◆ EXERCISE DIRECTIONS
Each record has to be repeated exactly as given.

(Stored items from a collection)
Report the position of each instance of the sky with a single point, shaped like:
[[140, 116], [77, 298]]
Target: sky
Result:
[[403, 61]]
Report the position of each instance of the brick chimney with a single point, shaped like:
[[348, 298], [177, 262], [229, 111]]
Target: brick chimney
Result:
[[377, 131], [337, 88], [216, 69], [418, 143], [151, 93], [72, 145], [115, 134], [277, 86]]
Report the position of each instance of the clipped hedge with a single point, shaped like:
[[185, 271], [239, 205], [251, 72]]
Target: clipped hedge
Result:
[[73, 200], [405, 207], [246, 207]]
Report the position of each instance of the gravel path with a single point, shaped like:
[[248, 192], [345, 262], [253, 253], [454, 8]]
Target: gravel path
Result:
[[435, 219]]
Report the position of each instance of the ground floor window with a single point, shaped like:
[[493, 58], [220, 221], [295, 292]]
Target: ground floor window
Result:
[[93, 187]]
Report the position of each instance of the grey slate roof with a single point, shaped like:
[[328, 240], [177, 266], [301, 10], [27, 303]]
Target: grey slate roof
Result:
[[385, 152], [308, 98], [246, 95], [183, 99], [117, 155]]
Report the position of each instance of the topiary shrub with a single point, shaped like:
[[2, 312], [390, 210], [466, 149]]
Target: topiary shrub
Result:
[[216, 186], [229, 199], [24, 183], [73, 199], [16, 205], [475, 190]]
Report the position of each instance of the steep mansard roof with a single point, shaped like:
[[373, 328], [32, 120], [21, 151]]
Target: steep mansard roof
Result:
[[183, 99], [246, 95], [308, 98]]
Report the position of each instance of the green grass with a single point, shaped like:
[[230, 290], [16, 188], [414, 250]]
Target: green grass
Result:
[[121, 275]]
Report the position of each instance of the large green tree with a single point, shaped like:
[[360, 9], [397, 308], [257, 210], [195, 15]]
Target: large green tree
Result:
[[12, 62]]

◆ TASK RESULT
Report the position of each instance of the sky with a single point, shaped like:
[[140, 116], [77, 298]]
Target: sky
Result:
[[403, 61]]
Report the position of each instance of the brick chimney with a single point, shaped like:
[[348, 298], [177, 262], [229, 111]]
Target: brick chimney
Result:
[[377, 131], [337, 88], [216, 69], [418, 143], [151, 93], [72, 145], [115, 134], [277, 86]]
Report the position of each instance of the clipped hedge with a single point, shaped like:
[[185, 271], [239, 205], [251, 72]]
Target: clipped hedge
Result:
[[73, 200], [405, 207], [246, 207]]
Report the position of each instance of the gravel path with a single point, shaped like:
[[248, 192], [345, 262], [253, 253], [454, 8]]
Target: gravel path
Result:
[[435, 219]]
Report the position of each instance of the ground floor window with a single point, shaped like:
[[493, 58], [220, 221], [295, 292]]
Target: ground floor window
Result:
[[93, 187]]
Report the position of each instance of the grey slate roof with a single point, shaped like:
[[328, 240], [177, 266], [301, 10], [27, 303]]
Target: grey slate roof
Result:
[[385, 152], [308, 98], [246, 95], [183, 99], [117, 155]]
Report the position of each instance of the topiary shrub with a single point, shaped like:
[[2, 312], [390, 210], [466, 149]]
Target: topiary shrub
Result:
[[216, 186], [229, 199], [24, 183], [73, 199], [16, 205], [475, 190]]
Report the position of each instance of the steep mansard roof with a single point, shaped like:
[[373, 328], [32, 120], [21, 151]]
Target: steep mansard roof
Result:
[[183, 99], [246, 95], [308, 98]]
Report the position of each instance of the green grass with a single point, shaped like:
[[230, 290], [16, 188], [414, 250]]
Target: green grass
Result:
[[121, 275]]
Report the position of each instance of the large green tree with a single point, shaped like:
[[360, 9], [397, 308], [257, 210], [195, 15]]
Target: large green tree
Result:
[[12, 62]]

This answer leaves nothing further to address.